Return, from the lines below, each one that includes the word "door".

> _MATERIALS PROVIDED_:

————————

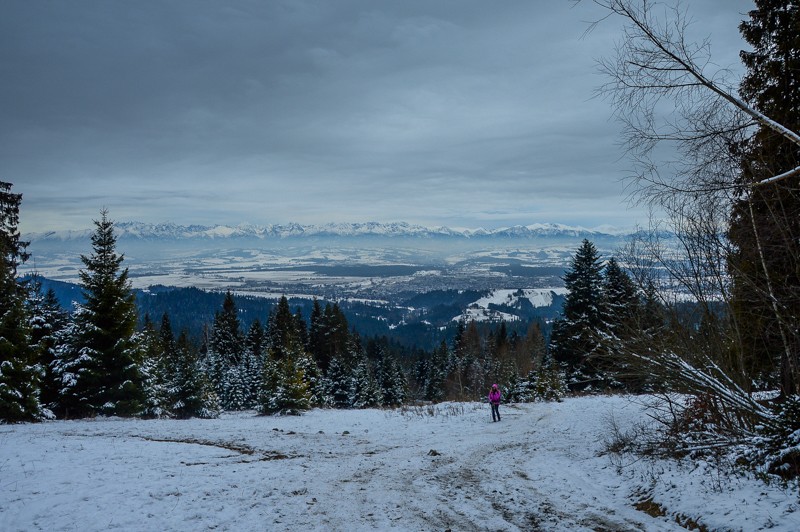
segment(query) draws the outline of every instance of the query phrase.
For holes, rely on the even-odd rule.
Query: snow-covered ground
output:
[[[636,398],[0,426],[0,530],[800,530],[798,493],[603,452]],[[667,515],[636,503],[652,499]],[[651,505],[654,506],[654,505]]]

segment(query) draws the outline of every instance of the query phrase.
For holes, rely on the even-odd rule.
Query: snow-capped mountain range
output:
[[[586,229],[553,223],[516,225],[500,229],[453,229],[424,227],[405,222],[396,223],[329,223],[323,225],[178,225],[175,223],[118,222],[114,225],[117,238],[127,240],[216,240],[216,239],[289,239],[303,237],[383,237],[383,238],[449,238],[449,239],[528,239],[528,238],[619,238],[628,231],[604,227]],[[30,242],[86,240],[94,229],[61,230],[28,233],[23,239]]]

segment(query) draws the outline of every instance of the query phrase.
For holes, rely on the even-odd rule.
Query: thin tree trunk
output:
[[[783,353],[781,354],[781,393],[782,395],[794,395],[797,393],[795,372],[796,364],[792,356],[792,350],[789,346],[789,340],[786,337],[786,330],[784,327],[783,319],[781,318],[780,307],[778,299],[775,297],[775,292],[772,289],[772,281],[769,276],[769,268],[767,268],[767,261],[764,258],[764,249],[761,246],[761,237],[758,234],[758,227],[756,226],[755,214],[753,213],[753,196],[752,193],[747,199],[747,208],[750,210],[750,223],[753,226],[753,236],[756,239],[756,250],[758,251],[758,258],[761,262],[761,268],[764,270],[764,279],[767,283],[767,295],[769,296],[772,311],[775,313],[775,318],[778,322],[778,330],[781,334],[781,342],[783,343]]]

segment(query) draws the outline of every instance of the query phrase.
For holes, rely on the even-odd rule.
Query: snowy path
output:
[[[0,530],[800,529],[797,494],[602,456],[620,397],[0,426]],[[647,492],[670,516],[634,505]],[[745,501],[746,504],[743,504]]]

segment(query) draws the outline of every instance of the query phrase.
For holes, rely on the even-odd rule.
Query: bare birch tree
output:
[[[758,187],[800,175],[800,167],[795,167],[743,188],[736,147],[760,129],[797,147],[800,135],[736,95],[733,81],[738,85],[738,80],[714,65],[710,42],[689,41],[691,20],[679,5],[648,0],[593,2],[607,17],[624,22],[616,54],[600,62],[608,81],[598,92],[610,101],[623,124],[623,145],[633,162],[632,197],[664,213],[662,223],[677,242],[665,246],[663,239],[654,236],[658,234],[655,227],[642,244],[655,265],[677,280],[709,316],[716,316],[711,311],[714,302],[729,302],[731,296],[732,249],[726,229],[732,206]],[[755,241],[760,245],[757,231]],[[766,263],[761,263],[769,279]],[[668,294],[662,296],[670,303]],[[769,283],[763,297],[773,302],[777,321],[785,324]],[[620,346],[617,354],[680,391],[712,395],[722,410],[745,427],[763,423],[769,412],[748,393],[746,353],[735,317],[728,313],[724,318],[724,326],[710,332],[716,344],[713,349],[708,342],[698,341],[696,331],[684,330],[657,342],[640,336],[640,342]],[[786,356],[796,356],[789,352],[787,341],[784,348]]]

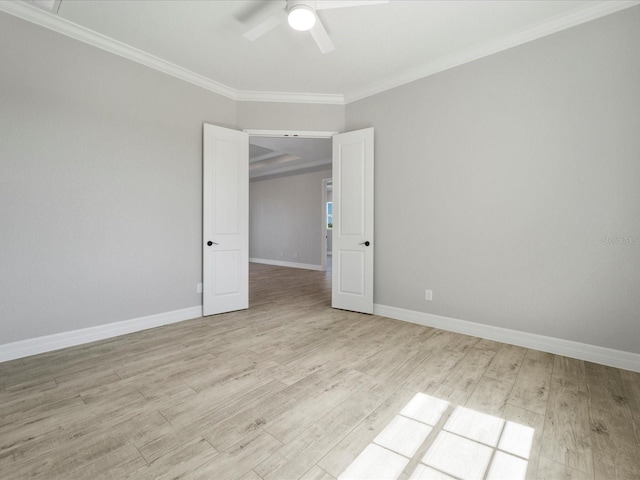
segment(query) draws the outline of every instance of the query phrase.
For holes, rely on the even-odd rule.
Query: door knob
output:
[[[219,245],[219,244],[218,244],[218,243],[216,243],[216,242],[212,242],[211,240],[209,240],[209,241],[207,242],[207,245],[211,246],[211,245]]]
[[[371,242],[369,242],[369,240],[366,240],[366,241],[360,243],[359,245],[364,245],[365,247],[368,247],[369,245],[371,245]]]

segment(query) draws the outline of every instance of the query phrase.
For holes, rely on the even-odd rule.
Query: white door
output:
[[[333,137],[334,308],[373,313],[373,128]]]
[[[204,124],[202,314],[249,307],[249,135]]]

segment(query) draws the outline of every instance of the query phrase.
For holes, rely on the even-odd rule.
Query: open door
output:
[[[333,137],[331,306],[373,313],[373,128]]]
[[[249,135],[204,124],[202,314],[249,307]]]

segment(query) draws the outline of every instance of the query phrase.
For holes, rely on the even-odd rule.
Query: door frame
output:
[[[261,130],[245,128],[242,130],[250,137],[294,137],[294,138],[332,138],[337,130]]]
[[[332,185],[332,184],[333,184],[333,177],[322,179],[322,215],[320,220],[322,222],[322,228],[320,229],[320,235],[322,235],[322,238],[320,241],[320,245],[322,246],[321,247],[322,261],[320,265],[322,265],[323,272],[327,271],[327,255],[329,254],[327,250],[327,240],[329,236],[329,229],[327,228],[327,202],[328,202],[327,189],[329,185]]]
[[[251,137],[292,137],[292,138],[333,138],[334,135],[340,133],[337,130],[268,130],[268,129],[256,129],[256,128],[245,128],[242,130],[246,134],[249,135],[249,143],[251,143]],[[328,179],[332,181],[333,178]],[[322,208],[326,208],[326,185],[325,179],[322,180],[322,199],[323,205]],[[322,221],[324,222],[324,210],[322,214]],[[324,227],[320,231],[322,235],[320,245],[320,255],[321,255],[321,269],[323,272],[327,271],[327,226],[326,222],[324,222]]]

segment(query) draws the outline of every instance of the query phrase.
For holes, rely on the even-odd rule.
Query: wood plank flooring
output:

————————

> _ANSWER SPACE_:
Query: door knob
Query: white door
Query: open door
Query: door frame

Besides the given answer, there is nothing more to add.